Stored items:
-------

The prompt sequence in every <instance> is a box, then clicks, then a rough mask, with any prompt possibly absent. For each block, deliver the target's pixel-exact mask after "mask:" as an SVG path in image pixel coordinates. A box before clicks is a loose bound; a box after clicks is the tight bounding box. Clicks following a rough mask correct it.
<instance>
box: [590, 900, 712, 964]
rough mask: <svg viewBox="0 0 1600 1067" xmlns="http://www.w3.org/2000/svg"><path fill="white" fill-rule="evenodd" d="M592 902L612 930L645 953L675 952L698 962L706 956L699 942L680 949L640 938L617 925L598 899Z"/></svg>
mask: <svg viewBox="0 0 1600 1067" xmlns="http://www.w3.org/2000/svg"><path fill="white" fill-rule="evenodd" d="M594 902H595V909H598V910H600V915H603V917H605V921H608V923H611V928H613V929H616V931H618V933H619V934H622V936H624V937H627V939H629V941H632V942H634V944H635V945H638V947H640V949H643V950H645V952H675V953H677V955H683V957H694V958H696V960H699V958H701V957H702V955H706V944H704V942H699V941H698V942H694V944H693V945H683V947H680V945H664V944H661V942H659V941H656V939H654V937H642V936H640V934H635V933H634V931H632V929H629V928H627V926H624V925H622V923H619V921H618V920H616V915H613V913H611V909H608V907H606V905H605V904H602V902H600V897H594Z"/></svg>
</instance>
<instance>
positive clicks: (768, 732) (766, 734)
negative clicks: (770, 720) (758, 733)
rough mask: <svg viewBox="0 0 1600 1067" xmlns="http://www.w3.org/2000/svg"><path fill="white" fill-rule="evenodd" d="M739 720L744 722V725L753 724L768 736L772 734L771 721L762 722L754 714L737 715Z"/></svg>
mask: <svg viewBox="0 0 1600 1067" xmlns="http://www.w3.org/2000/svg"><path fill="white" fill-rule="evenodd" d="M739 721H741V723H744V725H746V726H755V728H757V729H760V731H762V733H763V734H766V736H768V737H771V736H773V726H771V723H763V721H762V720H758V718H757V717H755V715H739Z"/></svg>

-------

* _Action item_
Reproduce the records word for word, from their first line up to and including the line that contains "902L612 930L645 953L675".

* _Answer space_
The prompt sequence in every <instance> is a box, then clicks, then a rough mask, with any prompt possibly absent. For each block, deliver the target's pixel-exact mask after "mask:" as an SVG path in image pixel coordinates. A box before clicks is a loose bound; a box after clicks is the tight bounding box. Clicks following a rough mask correct it.
<instance>
box: [590, 900, 712, 964]
rough mask: <svg viewBox="0 0 1600 1067" xmlns="http://www.w3.org/2000/svg"><path fill="white" fill-rule="evenodd" d="M592 902L612 930L645 953L675 952L698 962L706 956L699 942L680 949L640 938L617 925L598 899Z"/></svg>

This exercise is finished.